→ **WHAT YOU NEED TO DO**: Print all the entries verbatim.

→ **GIVEN DATA**:
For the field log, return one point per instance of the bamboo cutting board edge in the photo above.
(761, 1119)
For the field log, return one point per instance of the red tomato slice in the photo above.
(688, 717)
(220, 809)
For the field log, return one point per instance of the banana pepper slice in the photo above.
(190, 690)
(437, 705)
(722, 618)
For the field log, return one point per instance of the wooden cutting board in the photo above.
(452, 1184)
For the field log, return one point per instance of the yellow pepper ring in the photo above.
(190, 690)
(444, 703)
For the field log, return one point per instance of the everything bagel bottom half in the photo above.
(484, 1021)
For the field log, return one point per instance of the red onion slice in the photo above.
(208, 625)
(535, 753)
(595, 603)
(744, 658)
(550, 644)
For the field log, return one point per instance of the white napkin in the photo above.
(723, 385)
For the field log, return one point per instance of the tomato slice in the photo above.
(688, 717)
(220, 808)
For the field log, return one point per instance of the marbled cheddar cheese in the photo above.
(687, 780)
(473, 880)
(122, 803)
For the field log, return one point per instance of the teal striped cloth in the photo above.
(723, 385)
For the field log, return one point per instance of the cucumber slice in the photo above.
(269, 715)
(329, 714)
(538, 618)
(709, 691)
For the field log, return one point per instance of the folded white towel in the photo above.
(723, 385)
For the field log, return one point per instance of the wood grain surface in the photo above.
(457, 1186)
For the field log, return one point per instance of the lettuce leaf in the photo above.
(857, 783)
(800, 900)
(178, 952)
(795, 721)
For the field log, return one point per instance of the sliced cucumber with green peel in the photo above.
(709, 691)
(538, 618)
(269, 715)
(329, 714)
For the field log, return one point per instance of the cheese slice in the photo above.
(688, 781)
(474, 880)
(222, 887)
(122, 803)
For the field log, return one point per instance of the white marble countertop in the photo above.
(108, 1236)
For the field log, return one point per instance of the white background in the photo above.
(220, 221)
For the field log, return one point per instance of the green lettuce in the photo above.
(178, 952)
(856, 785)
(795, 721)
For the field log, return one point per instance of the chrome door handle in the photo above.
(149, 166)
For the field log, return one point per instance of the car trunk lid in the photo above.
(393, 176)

→ **ANSWER TO THE EXERCISE**:
For the field log, return one point per instance of the bamboo cutting board edge in the photo above.
(761, 1119)
For the field log, return one point per instance of the red tomato slice in the photo above.
(688, 717)
(220, 809)
For the field log, return one point per instance of the banana pepper slice in the photo above.
(190, 690)
(437, 705)
(722, 618)
For the field log, return one point per instance of the wooden cutting board in the photo above.
(452, 1184)
For the field log, return one point per instance of the yellow pepper ring in the photo above.
(190, 690)
(444, 703)
For the field log, return one point per instance of the everything bagel bottom half in the photo above.
(484, 1021)
For the field log, return one point per instance of the red onion slice in the photo above.
(208, 625)
(535, 753)
(595, 603)
(744, 658)
(550, 644)
For the field log, return one point per instance of the white napkin in the photo above.
(723, 385)
For the field log, return one point per instance of the tomato slice in the photo above.
(688, 717)
(220, 808)
For the field log, return one point per instance of the marbled cheddar cheese in the photo above.
(687, 780)
(473, 880)
(122, 803)
For the field log, return one point per instance of the teal striped cloth in the photo above.
(723, 385)
For the field log, return one point per instance of the cucumber slice in the photo above.
(269, 715)
(329, 714)
(538, 618)
(709, 691)
For the field log, return one point per instance of the folded white towel in the photo above.
(723, 385)
For the field log, return one point per instance of the wood grain surface in the photo above.
(457, 1186)
For the field log, return one point per instance of the lettuce leaf in the photo above.
(857, 783)
(800, 900)
(178, 952)
(795, 721)
For the field log, return one point per instance of the sliced cucumber with green peel in the photo above.
(709, 691)
(538, 618)
(269, 715)
(329, 714)
For the field log, return one point per instance of the cheese slice in the photo above.
(688, 781)
(474, 880)
(222, 887)
(122, 803)
For the field log, return one point per instance of the white marble countertop in the photo above.
(108, 1236)
For the field log, return one point per instance of the white background in the photo above.
(220, 221)
For the field log, return one point per instance of the green lettuce in the photo above.
(178, 952)
(856, 785)
(795, 721)
For the field log, return one point per instance of the chrome door handle in the photo above.
(149, 166)
For the field log, return one point per instance of the car trunk lid in the photo above.
(393, 176)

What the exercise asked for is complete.